*GIVEN DATA*:
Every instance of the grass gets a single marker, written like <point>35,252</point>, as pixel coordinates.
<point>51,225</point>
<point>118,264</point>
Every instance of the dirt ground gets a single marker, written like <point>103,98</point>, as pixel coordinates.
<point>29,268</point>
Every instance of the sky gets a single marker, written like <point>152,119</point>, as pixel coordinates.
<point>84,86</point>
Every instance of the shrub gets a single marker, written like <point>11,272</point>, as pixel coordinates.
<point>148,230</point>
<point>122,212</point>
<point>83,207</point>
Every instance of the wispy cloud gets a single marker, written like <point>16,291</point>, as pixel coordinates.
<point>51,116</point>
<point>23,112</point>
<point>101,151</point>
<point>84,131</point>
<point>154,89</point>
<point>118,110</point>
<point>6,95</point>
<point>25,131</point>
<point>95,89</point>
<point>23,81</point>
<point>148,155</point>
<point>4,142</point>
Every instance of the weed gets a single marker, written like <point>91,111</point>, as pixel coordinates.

--

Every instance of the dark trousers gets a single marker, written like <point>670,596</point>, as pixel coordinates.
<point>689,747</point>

==

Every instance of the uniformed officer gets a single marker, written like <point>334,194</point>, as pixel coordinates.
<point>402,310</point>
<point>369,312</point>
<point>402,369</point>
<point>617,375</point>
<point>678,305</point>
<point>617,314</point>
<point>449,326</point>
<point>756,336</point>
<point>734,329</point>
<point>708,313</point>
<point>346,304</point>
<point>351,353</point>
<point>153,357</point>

*YOUR ASSIGNMENT*: Above are some records; copy exactly the lines from the one with "Every instance of the grass" through the one with "Every instance of the weed", both included, and no others.

*TASK RESULT*:
Every instance of the grass gets a single marker, written like <point>35,252</point>, as pixel coordinates.
<point>51,225</point>
<point>118,264</point>
Every instance of the dirt ground gets a single marker, written like <point>103,98</point>, as pixel coordinates.
<point>29,268</point>
Every instance of the sky gets a single marker, written like <point>152,119</point>, as pixel coordinates.
<point>84,86</point>
Every instance of the shrub gets a single marker, written like <point>11,272</point>, as pixel coordinates.
<point>148,230</point>
<point>122,212</point>
<point>83,207</point>
Every instance of the wispy cloud gets a single marker, written like <point>16,291</point>, as pixel coordinates.
<point>51,116</point>
<point>23,112</point>
<point>101,151</point>
<point>84,131</point>
<point>154,89</point>
<point>118,110</point>
<point>6,95</point>
<point>25,131</point>
<point>95,89</point>
<point>23,81</point>
<point>148,155</point>
<point>4,142</point>
Every instance of the weed gets a single marker, written like <point>91,111</point>, as pixel coordinates.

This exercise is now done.